● **EXERCISE REQUIREMENTS**
Find every line in the entries that holds the string "standing" and report it.

Saved entries:
***
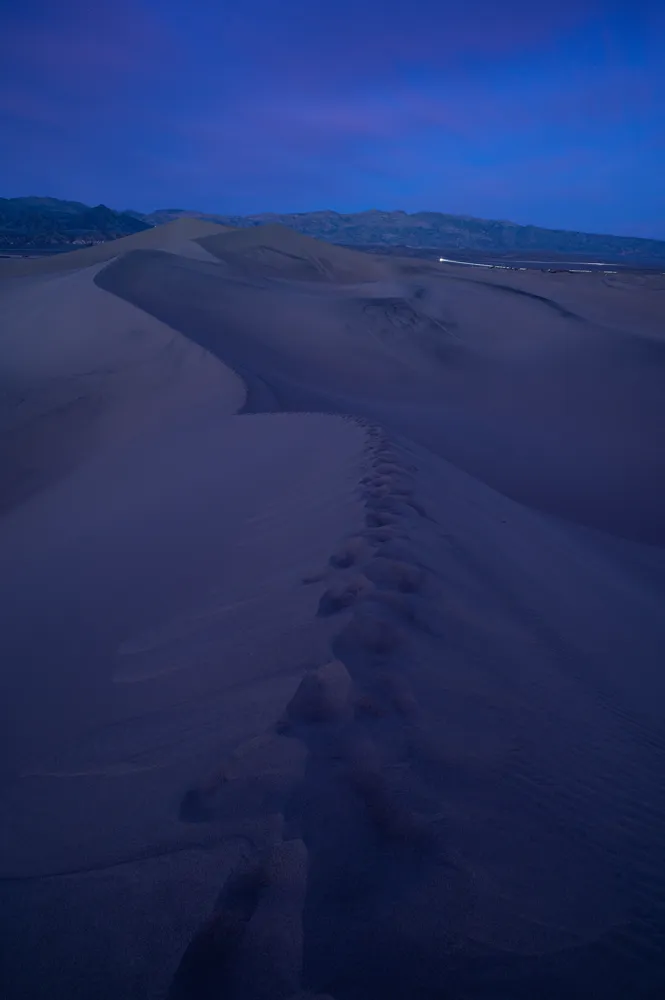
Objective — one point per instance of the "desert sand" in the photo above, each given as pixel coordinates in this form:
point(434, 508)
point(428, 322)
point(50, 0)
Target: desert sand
point(332, 625)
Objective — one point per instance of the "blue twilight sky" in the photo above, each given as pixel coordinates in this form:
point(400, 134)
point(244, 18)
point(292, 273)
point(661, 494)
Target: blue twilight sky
point(551, 113)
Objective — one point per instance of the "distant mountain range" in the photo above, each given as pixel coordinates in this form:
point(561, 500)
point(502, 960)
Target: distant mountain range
point(48, 222)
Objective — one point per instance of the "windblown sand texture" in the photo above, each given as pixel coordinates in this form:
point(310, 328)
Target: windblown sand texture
point(332, 625)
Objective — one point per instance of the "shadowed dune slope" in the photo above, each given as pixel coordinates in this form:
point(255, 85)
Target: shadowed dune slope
point(83, 372)
point(343, 681)
point(275, 251)
point(554, 409)
point(176, 237)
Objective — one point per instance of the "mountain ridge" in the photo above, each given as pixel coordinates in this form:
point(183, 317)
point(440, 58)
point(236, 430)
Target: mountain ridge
point(51, 223)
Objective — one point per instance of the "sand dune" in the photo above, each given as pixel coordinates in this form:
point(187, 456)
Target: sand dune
point(277, 252)
point(178, 237)
point(357, 692)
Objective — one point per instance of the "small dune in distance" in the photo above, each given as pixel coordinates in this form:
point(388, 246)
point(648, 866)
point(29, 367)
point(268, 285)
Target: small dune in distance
point(331, 610)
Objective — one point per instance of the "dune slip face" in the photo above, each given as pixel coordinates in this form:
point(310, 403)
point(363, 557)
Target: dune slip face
point(332, 617)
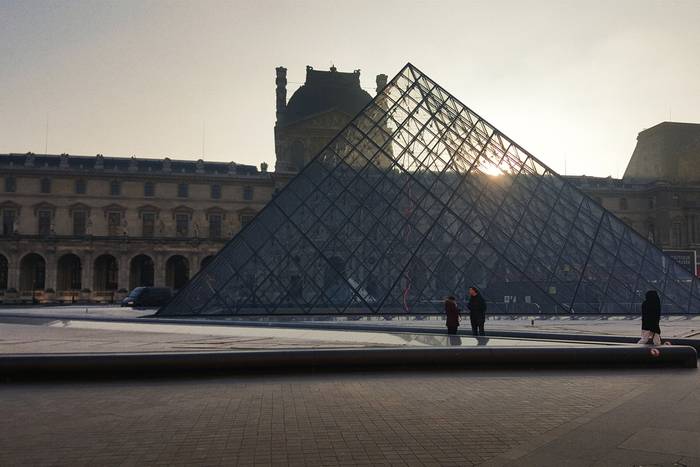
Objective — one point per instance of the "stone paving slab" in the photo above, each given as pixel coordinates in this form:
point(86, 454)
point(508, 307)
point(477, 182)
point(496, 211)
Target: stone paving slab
point(671, 326)
point(448, 418)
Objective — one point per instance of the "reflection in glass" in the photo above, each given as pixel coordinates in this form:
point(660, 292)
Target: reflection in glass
point(418, 198)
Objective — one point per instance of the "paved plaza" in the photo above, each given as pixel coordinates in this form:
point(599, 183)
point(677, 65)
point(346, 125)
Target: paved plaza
point(442, 418)
point(517, 417)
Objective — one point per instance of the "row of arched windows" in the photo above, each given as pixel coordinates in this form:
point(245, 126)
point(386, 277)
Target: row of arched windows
point(33, 271)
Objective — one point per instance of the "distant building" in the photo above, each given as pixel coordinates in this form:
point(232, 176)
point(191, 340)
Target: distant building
point(659, 193)
point(315, 113)
point(91, 228)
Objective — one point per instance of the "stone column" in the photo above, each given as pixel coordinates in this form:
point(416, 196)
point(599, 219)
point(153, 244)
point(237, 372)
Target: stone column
point(123, 276)
point(50, 272)
point(159, 270)
point(86, 265)
point(13, 271)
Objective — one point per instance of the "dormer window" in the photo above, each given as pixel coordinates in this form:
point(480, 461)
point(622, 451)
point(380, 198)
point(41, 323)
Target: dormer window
point(80, 187)
point(10, 184)
point(115, 188)
point(248, 193)
point(45, 185)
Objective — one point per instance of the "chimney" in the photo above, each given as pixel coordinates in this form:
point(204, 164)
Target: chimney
point(281, 82)
point(381, 82)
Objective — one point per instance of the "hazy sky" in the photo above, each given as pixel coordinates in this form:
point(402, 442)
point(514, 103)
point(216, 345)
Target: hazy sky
point(572, 81)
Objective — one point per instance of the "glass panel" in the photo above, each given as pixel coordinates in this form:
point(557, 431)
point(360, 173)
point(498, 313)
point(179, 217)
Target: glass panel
point(419, 198)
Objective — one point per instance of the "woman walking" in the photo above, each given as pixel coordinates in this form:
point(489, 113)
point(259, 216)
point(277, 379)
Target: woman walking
point(651, 314)
point(452, 315)
point(477, 311)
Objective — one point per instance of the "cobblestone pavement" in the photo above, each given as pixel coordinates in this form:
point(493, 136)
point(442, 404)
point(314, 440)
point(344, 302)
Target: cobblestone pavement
point(671, 326)
point(440, 418)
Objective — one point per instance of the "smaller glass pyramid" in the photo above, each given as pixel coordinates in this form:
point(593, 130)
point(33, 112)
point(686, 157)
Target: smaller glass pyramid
point(419, 198)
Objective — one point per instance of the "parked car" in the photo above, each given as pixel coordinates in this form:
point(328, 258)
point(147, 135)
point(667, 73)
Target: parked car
point(148, 296)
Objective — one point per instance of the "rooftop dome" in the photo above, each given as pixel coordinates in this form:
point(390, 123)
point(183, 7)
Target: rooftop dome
point(324, 91)
point(669, 151)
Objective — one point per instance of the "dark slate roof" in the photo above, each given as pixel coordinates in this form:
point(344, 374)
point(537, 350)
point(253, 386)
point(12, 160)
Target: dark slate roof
point(124, 164)
point(324, 91)
point(668, 151)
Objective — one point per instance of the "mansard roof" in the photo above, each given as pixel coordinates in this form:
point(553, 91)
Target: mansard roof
point(110, 165)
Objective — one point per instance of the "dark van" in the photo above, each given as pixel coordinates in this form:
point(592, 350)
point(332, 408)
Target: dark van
point(148, 296)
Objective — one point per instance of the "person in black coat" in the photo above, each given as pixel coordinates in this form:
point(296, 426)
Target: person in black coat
point(452, 315)
point(477, 311)
point(651, 314)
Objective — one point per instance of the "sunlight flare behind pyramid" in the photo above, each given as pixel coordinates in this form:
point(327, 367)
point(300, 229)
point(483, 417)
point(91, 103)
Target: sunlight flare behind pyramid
point(418, 198)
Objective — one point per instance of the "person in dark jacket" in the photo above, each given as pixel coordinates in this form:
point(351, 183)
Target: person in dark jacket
point(477, 311)
point(651, 314)
point(452, 315)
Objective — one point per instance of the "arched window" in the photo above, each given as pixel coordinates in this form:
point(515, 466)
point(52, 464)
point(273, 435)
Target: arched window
point(45, 185)
point(676, 233)
point(105, 273)
point(3, 272)
point(141, 272)
point(68, 273)
point(297, 154)
point(177, 272)
point(32, 272)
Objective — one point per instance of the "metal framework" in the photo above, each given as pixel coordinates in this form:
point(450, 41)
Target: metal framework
point(418, 197)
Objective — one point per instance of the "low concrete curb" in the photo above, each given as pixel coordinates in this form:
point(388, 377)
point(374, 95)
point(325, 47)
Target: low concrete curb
point(41, 366)
point(341, 326)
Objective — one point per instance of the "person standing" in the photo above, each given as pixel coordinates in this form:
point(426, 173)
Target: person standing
***
● **SOLUTION TO THIS TASK**
Objective — one point per instance of the "person standing" in the photo above, each given as pixel coordinates in this form:
Target: person standing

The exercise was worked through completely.